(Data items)
+--

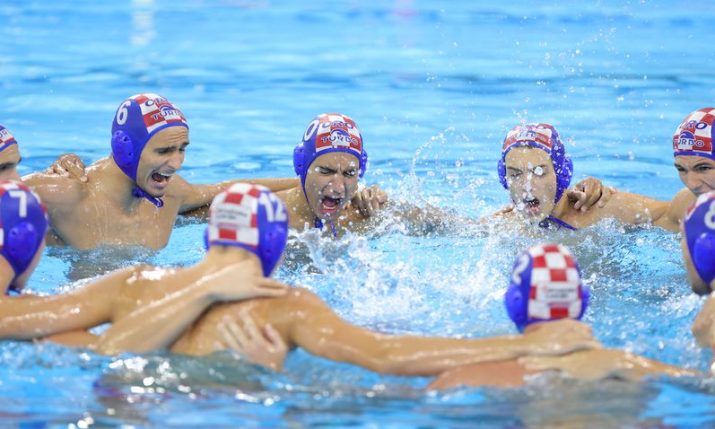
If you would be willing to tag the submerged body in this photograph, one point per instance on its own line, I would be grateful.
(587, 365)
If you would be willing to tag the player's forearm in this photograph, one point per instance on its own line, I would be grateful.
(430, 356)
(274, 184)
(29, 317)
(424, 356)
(157, 325)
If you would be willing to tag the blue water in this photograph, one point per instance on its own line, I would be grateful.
(434, 87)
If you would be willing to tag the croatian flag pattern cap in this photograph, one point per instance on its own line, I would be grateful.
(545, 285)
(538, 135)
(694, 135)
(234, 216)
(555, 291)
(251, 217)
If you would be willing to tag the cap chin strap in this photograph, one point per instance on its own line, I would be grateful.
(140, 193)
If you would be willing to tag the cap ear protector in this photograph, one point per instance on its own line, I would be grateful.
(535, 135)
(250, 217)
(699, 229)
(124, 154)
(695, 134)
(318, 140)
(545, 285)
(136, 121)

+--

> [WHAT NEEDS TO BE DONE]:
Return all of the data exactly as written, and drop the pictures.

> [ANSWER TO THIS EXERCISE]:
If you would be willing to tag the submerged body in this photograph, one point per instance on its own line, I would be grateful.
(587, 365)
If you would be willing to tag the player's forearm in this photograph, one point per instance on its own line, I would be grateful.
(430, 356)
(274, 184)
(29, 317)
(424, 356)
(157, 325)
If you would be willing to tag the blue water in this photograph, one point per instance on its own line, I would be grateful.
(434, 87)
If you would be willing to tag the croatian flag pattern cap in this photograph, one point per instance on its own line, I would be grateful.
(545, 285)
(538, 135)
(694, 135)
(234, 216)
(555, 291)
(251, 217)
If you would be willing to tag the cap chin strap in this photograph, one point per instance on its own line, I would be grateful.
(140, 193)
If you would be willing to tag the cap ear protector in this photograph, one point per instance on its own line, I would be grateful.
(535, 135)
(250, 217)
(699, 229)
(124, 154)
(695, 134)
(318, 140)
(545, 285)
(136, 121)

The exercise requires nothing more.